> [Text segment]
== Segment start ==

Long-time Natchez Chiropractor, loved by patients, dies at 67
NATCHEZ — Many were saddened by the loss of a long-time Natchez chiropractor who was active in his community, Dr. Rick Maxwell, when he died unexpectedly on March 6 at the age of 67.
He practiced at Maxwell Chiropractic Clinic on John R. Junkin Drive with the help of his wife of more than 30 years, Beanie Maxwell, who assisted him in his office.
“It was wonderful,” Beanie said of working with her husband. “We worked together for 32 years. We loved it and didn’t know any different. We were together 24-7.”
Rick and Beanie Maxwell have one son, William Maxwell, who is studying at the University of Louisiana at Monroe in toxicology.
Maxwell was loved by his patients.
“This is not only shocking but it’s heartbreaking,” Adams County Coroner James Lee said soon after Maxwell died.
Lee said Maxwell was not only his chiropractor but also his friend.
“He will be truly missed. Rick was very understanding and had wonderful bedside manners.”
Tony Byrne, another patient of Maxwell’s, said Maxwell always had something witty to say to help his patients feel at ease and forget about whatever pain they were in.

== Segment end ==

> [Provided material]
== Segment start ==

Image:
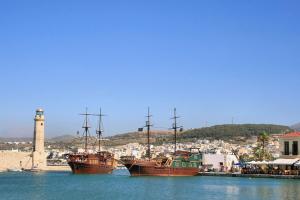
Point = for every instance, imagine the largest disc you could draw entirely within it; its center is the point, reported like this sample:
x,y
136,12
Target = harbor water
x,y
119,185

== Segment end ==

> [Required work] Return the passage of the article on the Natchez chiropractor from "Tony Byrne, another" to "they were in.", copied word for word. The listing comes from a different source than the article on the Natchez chiropractor.

> [Task result]
Tony Byrne, another patient of Maxwell’s, said Maxwell always had something witty to say to help his patients feel at ease and forget about whatever pain they were in.